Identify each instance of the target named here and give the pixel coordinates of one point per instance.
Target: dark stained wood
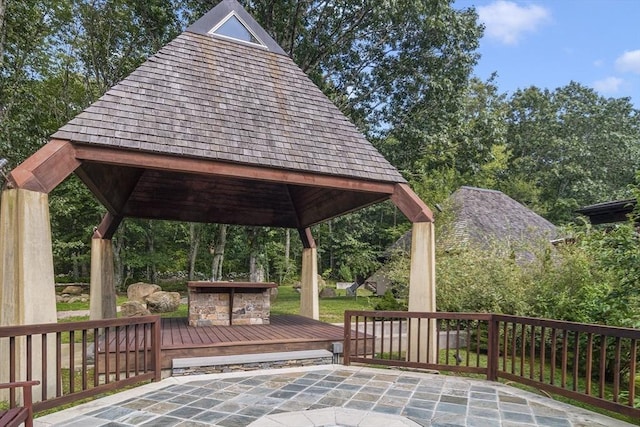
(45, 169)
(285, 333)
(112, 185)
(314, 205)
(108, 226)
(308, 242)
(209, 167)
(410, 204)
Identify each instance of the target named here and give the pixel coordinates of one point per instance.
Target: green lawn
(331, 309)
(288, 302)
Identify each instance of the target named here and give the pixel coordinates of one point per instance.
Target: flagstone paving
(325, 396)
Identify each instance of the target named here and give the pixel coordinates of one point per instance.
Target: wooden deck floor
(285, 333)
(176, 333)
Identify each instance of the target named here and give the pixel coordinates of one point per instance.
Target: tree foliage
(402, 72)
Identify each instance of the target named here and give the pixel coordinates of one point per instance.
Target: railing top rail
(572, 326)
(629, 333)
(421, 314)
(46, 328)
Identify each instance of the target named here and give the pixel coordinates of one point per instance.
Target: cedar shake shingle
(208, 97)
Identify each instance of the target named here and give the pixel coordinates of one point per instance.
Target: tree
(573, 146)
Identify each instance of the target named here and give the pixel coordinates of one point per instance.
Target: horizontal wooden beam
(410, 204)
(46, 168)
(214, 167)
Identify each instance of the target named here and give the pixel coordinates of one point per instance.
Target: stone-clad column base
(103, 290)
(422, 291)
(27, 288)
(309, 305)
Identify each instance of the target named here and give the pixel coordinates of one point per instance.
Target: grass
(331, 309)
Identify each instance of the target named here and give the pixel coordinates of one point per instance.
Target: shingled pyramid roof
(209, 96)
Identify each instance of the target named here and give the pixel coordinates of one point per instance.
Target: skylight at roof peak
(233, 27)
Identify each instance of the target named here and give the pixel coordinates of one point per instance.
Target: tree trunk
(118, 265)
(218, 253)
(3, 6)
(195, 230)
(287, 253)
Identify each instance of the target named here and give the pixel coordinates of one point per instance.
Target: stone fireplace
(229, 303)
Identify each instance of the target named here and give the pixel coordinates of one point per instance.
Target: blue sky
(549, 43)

# # #

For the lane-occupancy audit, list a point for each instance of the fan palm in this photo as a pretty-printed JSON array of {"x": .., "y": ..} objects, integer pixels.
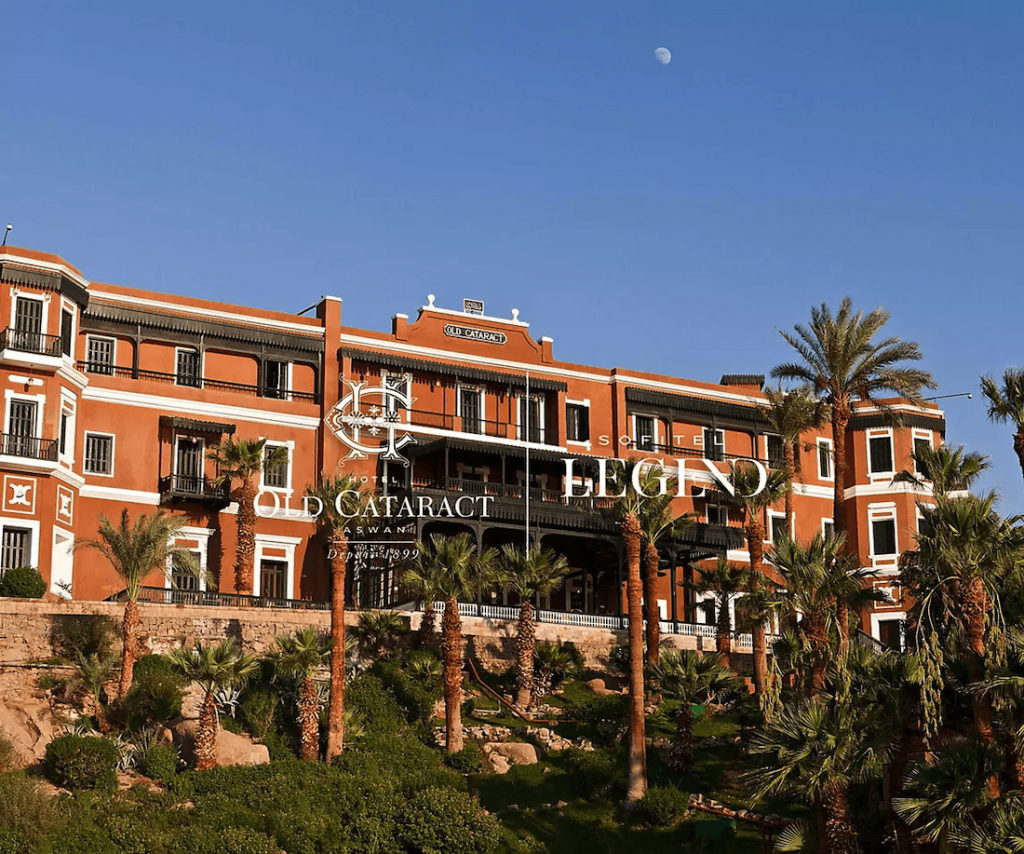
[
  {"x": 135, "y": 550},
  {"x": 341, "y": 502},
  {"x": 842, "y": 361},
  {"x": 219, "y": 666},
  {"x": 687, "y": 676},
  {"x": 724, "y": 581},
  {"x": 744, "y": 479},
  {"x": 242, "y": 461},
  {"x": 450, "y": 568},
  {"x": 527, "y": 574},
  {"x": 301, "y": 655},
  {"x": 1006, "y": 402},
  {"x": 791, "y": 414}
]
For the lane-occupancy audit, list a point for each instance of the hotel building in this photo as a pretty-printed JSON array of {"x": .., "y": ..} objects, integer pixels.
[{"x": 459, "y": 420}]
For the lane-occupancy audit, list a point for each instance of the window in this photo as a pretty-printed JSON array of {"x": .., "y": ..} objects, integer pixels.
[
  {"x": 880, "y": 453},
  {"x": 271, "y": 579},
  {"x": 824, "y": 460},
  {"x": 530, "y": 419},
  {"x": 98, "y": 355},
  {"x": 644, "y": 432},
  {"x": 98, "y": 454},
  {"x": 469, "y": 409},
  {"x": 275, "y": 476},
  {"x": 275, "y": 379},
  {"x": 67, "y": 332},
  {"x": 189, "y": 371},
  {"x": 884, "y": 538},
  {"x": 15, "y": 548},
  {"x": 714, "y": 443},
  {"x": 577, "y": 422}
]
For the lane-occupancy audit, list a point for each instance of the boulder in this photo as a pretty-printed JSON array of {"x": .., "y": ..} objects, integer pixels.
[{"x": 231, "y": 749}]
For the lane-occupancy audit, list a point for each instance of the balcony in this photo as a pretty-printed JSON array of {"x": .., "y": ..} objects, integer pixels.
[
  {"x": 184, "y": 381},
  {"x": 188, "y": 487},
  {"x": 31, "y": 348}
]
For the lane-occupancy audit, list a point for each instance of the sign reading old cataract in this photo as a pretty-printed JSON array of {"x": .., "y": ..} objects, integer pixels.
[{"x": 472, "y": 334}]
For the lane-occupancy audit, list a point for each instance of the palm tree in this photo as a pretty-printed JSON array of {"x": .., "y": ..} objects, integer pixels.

# # #

Return the stretch of material from the line containing "of the balcony" through the line containing "of the palm", both lines included, reproducing every line verbatim.

For the lane-occupancy audit, list a point for each instance of the balcony in this photo as a pretty-printed JSON array of {"x": .., "y": ..} objects, integer pixels.
[
  {"x": 184, "y": 381},
  {"x": 188, "y": 487},
  {"x": 31, "y": 348}
]
For the lane-occupancy audit, list a point for each instance of the sign reading old cataract in this photo as a pretty-printed JSON array of {"x": .., "y": ..} objects, integer pixels.
[{"x": 472, "y": 334}]
For the lane-occupancy audit, list a point for each instance of the palm tree in this photo as a pretty-printed JSON array of {"x": .., "y": ..} objects, integer pixels.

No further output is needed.